Directive – Set down word for word everything in the data below, from the line containing "Reviewer note: confirm that every instance of the ponytail" down to the end of the data.

(begin)

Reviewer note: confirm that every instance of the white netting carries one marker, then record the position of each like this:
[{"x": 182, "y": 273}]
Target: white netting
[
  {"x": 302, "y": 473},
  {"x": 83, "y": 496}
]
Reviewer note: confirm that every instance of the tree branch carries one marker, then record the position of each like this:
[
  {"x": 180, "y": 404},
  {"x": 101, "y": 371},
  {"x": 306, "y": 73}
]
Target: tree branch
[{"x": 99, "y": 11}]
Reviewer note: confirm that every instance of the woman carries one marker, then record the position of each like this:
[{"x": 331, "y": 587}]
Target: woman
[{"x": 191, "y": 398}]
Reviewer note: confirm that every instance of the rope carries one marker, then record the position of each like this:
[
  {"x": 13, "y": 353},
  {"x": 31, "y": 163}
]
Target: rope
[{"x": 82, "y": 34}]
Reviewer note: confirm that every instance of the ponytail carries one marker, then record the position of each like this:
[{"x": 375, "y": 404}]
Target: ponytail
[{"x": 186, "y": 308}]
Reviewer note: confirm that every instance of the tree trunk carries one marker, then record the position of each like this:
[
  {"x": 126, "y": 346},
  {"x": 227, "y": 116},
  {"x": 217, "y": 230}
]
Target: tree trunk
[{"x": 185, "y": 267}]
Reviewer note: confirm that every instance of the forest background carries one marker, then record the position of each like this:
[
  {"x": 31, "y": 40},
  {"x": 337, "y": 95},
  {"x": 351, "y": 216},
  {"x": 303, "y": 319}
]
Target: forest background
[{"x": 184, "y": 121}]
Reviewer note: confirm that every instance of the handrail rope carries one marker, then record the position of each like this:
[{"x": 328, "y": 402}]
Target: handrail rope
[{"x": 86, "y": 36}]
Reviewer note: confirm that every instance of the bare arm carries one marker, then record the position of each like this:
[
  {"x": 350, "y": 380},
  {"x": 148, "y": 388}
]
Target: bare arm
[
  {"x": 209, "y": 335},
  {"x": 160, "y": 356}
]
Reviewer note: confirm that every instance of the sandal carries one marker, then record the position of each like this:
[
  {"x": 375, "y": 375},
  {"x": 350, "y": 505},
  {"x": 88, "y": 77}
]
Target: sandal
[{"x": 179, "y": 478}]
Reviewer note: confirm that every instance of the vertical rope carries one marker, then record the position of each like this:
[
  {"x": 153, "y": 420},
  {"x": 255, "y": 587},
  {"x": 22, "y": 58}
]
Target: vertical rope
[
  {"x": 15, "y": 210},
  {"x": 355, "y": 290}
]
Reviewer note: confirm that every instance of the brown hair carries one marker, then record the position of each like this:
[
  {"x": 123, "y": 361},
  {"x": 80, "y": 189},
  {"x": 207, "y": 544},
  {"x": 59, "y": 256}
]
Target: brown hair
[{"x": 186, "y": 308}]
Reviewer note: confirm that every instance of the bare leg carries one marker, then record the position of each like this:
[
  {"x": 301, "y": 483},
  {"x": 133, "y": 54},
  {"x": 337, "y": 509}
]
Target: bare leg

(end)

Exercise response –
Reviewer note: confirm that every instance of the ponytail carries one marker, then record the position of each like this:
[{"x": 375, "y": 404}]
Target: ponytail
[{"x": 186, "y": 308}]
Reviewer note: confirm that every instance of the tree trunk carries one marker, then record the position of each like this:
[
  {"x": 126, "y": 346},
  {"x": 227, "y": 116},
  {"x": 217, "y": 230}
]
Target: tree trunk
[{"x": 185, "y": 267}]
Reviewer note: confirm that every instance of the forest background carries one marker, then record the position of each like this:
[
  {"x": 31, "y": 40},
  {"x": 337, "y": 95},
  {"x": 351, "y": 216},
  {"x": 303, "y": 319}
]
Target: forest background
[{"x": 184, "y": 121}]
Reviewer note: confirm that every instance of the handrail rope carries one marker, then record the position of each like this:
[{"x": 328, "y": 402}]
Target: handrail rope
[{"x": 86, "y": 36}]
Reviewer note: confirm that every instance of the bare arm carries one marker, then record the position of each like this:
[
  {"x": 350, "y": 380},
  {"x": 148, "y": 388}
]
Target: bare arm
[
  {"x": 209, "y": 335},
  {"x": 160, "y": 356}
]
Reviewer note: confirm that every instance of the sandal carries one marker, then record the position of each like this:
[
  {"x": 375, "y": 375},
  {"x": 350, "y": 505},
  {"x": 88, "y": 77}
]
Target: sandal
[{"x": 179, "y": 478}]
Reviewer note: confirm that every instance of the vertical rope carries one marker, then record the position of each like this:
[
  {"x": 153, "y": 420},
  {"x": 255, "y": 587},
  {"x": 22, "y": 58}
]
Target: vertical rope
[
  {"x": 15, "y": 210},
  {"x": 355, "y": 290}
]
Reviewer note: confirm that every instance of the brown hair carries one marker, then record the position of each like this:
[
  {"x": 123, "y": 361},
  {"x": 80, "y": 189},
  {"x": 207, "y": 544},
  {"x": 59, "y": 256}
]
Target: brown hair
[{"x": 186, "y": 308}]
Reviewer note: confirm that every instance of the bare leg carries one marker, then record the position of each like this:
[
  {"x": 301, "y": 483},
  {"x": 133, "y": 54},
  {"x": 337, "y": 509}
]
Target: bare leg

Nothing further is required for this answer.